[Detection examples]
========

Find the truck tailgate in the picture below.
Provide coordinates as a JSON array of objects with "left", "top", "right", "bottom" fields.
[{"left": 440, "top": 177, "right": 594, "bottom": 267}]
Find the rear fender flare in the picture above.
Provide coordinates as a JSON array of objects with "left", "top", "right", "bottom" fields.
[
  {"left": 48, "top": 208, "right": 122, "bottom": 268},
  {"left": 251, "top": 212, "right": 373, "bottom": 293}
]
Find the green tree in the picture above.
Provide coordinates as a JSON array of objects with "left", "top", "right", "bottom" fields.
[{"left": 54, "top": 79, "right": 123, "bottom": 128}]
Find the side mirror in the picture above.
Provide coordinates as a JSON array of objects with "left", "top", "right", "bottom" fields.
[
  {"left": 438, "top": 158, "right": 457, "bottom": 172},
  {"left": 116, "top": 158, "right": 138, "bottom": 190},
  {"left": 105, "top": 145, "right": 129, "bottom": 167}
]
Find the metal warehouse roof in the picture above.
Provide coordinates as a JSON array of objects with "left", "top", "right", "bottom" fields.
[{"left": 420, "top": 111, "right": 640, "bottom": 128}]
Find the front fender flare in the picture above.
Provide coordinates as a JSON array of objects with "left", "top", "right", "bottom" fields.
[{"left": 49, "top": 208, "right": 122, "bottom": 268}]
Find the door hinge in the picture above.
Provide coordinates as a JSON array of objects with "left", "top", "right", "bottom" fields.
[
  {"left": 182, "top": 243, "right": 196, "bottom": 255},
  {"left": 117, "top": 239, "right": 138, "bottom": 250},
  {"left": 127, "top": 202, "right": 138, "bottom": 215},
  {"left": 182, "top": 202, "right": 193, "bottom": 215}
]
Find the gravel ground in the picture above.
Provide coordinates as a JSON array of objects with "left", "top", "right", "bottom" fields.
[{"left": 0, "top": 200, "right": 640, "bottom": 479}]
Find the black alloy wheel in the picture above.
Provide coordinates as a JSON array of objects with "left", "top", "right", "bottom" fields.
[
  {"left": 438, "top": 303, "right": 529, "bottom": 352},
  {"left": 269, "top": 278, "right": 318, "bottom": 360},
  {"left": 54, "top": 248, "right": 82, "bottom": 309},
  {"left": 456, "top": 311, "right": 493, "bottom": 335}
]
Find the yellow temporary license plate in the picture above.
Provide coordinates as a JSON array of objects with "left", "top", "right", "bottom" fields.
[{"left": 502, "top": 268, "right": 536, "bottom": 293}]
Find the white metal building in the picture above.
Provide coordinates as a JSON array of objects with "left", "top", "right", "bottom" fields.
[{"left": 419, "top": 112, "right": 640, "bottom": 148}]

========

Instructions for the task: Through the last line of the entries above, beginning at the line containing "Find the green tree in the picture above.", transcribe each line exactly, both ends included and nothing more.

Exercise response:
Find the green tree in the picture above.
Provide coordinates as a JSON array of objects with "left", "top", "right", "bottom" fields.
[{"left": 54, "top": 79, "right": 123, "bottom": 128}]
Find the side mirror in the picture above.
Provide coordinates as a JSON array of objects with "left", "top", "right", "bottom" fields.
[
  {"left": 438, "top": 158, "right": 457, "bottom": 172},
  {"left": 116, "top": 158, "right": 138, "bottom": 190},
  {"left": 105, "top": 145, "right": 129, "bottom": 167}
]
Find the metal warehouse roof in the picture above.
Provide coordinates as a JSON array of objects with "left", "top", "right", "bottom" fields.
[{"left": 420, "top": 111, "right": 640, "bottom": 128}]
Find the front fender flare in the picture above.
Provide coordinates as a JSON array of objects with "left", "top", "right", "bottom" fields.
[{"left": 49, "top": 208, "right": 122, "bottom": 268}]
Find the door hinge in the picture above.
Provide coordinates as a JSON array of objects with "left", "top", "right", "bottom" fields.
[
  {"left": 182, "top": 243, "right": 196, "bottom": 255},
  {"left": 117, "top": 239, "right": 138, "bottom": 250},
  {"left": 127, "top": 202, "right": 138, "bottom": 215},
  {"left": 182, "top": 202, "right": 193, "bottom": 215}
]
Find the gravel ground in the picture above.
Provide coordinates as a JSON array of objects with "left", "top", "right", "bottom" fields.
[{"left": 0, "top": 200, "right": 640, "bottom": 479}]
Find the black alloy wheel in the picture above.
Provide coordinates as a JSON array of objects with "left", "top", "right", "bottom" fields.
[
  {"left": 438, "top": 303, "right": 529, "bottom": 352},
  {"left": 269, "top": 278, "right": 318, "bottom": 360},
  {"left": 54, "top": 248, "right": 82, "bottom": 309},
  {"left": 456, "top": 311, "right": 493, "bottom": 335}
]
Find the yellow temporary license plate in the picture above.
Provide coordinates as a JSON array of objects with "left", "top", "right", "bottom" fields.
[{"left": 502, "top": 268, "right": 536, "bottom": 293}]
Find the white metal building in the picture above.
Provide coordinates as a JSON array of objects with "left", "top", "right", "bottom" fields.
[{"left": 419, "top": 112, "right": 640, "bottom": 148}]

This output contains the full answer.